[Named-object pointing material]
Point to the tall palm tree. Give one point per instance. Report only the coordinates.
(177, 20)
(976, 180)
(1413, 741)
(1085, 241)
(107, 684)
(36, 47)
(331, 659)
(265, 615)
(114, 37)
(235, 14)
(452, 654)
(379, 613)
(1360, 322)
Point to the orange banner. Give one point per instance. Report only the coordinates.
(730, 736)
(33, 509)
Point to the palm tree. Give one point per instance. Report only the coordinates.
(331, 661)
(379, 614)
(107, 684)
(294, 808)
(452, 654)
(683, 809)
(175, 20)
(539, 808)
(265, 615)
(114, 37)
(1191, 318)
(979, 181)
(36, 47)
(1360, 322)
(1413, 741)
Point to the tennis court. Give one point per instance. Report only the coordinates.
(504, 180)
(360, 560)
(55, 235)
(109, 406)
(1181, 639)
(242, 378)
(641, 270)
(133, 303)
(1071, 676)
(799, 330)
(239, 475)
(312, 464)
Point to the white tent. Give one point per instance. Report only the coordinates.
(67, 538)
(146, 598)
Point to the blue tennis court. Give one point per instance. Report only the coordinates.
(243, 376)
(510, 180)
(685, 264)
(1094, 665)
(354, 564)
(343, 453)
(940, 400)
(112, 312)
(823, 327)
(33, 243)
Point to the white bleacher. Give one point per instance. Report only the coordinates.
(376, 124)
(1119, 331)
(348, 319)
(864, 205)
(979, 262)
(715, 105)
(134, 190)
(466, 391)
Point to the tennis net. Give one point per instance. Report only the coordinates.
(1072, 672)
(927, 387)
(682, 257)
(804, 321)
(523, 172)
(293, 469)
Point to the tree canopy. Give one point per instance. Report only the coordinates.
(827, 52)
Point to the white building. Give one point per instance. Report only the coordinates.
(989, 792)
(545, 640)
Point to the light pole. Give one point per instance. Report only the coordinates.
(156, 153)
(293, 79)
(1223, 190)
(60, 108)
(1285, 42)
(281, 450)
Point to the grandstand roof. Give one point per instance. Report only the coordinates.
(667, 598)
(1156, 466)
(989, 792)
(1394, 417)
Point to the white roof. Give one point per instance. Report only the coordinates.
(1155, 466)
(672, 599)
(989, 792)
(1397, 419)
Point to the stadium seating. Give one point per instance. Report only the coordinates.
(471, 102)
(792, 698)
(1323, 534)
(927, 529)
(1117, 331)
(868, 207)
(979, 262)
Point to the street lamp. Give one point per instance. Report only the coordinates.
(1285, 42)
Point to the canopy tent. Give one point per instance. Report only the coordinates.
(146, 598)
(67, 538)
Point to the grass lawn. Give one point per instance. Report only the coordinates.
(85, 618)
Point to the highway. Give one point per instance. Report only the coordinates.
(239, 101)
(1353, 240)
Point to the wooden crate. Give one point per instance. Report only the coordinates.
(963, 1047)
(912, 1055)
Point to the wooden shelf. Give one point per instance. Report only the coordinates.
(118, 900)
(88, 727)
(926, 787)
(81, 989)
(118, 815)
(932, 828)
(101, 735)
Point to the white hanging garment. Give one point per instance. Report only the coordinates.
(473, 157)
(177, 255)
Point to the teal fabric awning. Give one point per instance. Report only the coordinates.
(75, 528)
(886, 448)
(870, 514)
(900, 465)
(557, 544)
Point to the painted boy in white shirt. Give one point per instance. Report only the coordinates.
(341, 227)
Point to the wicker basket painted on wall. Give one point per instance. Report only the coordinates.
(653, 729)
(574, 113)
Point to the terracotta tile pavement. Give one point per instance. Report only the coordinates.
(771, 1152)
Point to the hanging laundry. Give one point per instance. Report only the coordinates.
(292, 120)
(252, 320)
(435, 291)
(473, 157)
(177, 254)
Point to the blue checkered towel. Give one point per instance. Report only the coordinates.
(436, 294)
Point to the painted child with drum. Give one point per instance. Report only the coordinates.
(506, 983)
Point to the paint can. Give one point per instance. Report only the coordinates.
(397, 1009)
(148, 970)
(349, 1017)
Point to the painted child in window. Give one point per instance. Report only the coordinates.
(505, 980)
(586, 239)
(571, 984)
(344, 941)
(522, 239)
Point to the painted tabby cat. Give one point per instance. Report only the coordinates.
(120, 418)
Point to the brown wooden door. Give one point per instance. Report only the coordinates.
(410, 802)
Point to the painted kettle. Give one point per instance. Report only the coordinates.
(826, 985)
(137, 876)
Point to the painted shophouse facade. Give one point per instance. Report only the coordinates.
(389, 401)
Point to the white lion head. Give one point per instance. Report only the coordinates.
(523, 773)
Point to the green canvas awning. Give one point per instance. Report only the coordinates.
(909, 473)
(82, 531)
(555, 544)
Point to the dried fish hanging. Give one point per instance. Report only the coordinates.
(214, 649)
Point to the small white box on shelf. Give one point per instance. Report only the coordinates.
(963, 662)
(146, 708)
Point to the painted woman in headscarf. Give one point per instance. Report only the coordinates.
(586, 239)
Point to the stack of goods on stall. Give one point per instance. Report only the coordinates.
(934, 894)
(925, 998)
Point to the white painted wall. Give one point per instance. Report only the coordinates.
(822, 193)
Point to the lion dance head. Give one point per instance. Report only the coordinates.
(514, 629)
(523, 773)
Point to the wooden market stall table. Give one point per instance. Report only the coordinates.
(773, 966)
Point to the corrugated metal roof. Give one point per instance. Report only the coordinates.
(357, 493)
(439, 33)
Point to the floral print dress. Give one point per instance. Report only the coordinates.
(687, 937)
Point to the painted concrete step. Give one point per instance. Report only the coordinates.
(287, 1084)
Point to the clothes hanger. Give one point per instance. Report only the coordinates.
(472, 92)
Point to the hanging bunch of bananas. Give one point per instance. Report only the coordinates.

#### Objective:
Lay out the material from the line with "Point to the white building." to the line with "(912, 1055)" as a two-column CSV with the headers text and answer. Give one row for each line starting "Point to" together with the coordinate lines under it, put each field in quotes, and replace line breaks with spaces.

#### Solution to the problem:
text,answer
"Point to the white building. Give one point per instance. Report only the coordinates.","(989, 792) (545, 640)"
"Point to the light pole. Give one point per instance. Report only the coordinates.","(156, 153) (293, 79) (1223, 190) (60, 108) (1285, 42) (281, 450)"
"Point to the grandstand roof. Give one point per instance. Report only the coordinates.","(667, 598) (1156, 466) (989, 792) (1394, 417)"
"Point to the white roof. Give one point per instance. Report only the coordinates.","(1155, 466) (672, 599) (989, 792) (1397, 419)"
"Point to the stadium seating. Give one point per instance. Report only the coordinates.","(471, 102) (792, 698) (1323, 534) (927, 529) (1117, 331) (868, 207) (979, 262)"
"Point to the street lamp. Give one point per instance. Report only the coordinates.","(1285, 42)"
"Point to the canopy tent. Give one point per instance. Report only the coordinates.","(146, 598) (67, 538)"
"Point to the grass lawn. Give one point per instance. Report only the coordinates.","(85, 618)"
"Point to the highway. Give one point per instance. Report only the coordinates.","(239, 101) (1353, 240)"
"Point to the wooden crate. Give one point per instance. Report only the coordinates.","(963, 1047) (912, 1055)"